[Coordinate labeling data]
┄┄┄┄┄┄┄┄┄┄┄┄┄┄┄┄┄┄┄┄
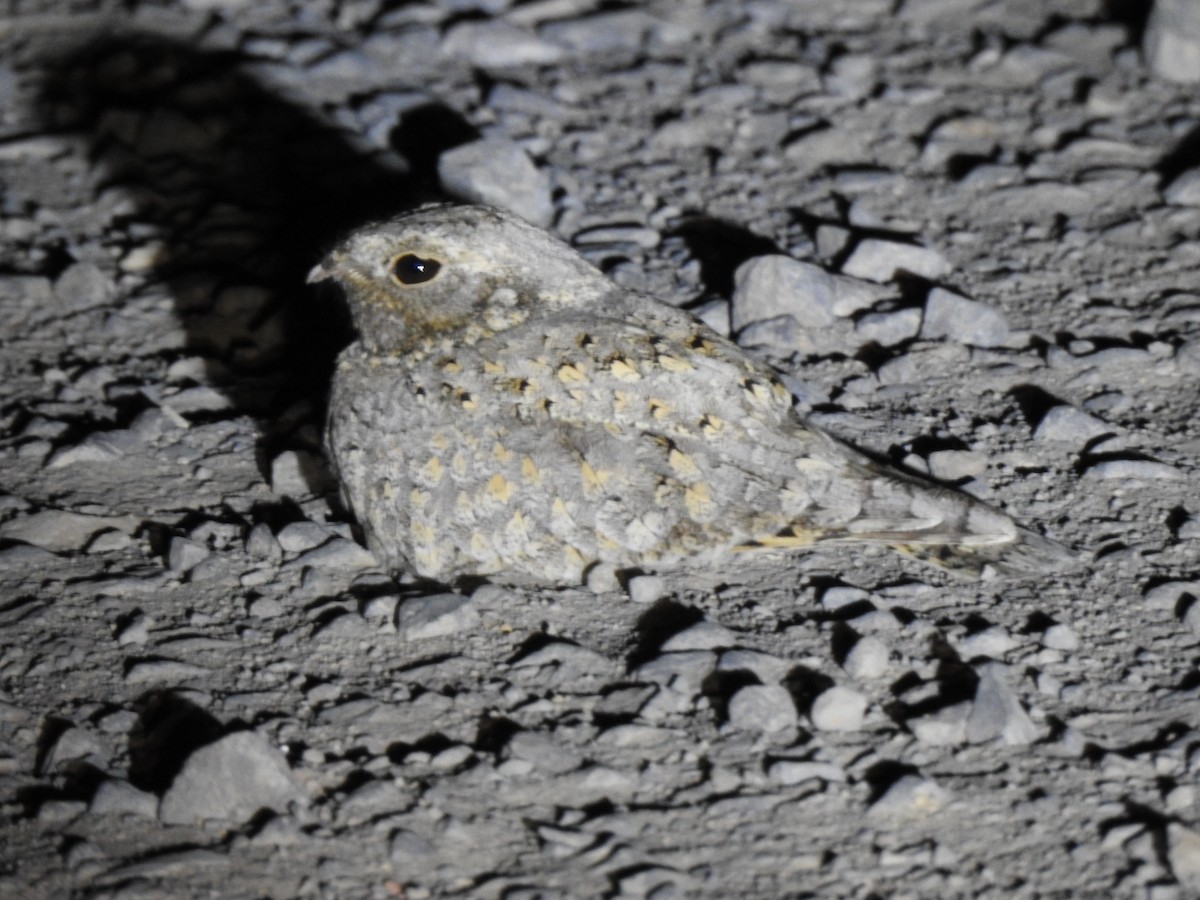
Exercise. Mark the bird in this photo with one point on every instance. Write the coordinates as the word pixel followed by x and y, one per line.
pixel 508 413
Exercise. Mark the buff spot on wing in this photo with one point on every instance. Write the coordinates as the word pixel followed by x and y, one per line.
pixel 699 499
pixel 594 480
pixel 623 370
pixel 570 373
pixel 432 471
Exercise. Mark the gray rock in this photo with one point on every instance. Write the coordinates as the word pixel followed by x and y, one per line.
┄┄┄┄┄┄┄┄┄┄┄┄┄┄┄┄┄┄┄┄
» PROBLEM TO SOLVE: Retype every row above word for word, omitting the pictures from your answer.

» SOLUTION TO THIS PROBLEM:
Exercise. Mark the bird in this photo with one point on every instance. Write the coordinates as the word pixel followed by x and y, one per line.
pixel 508 413
Exercise. Mark the buff spot on wing in this photo with one point on every instance. Write the coordinates as the word pixel followed by x and y, one per line.
pixel 699 499
pixel 594 480
pixel 623 370
pixel 570 373
pixel 432 471
Exercise. Mark the gray rock in this photo with one point on every instance. Write the coordinates as the word pixel followed by x and y, one per line.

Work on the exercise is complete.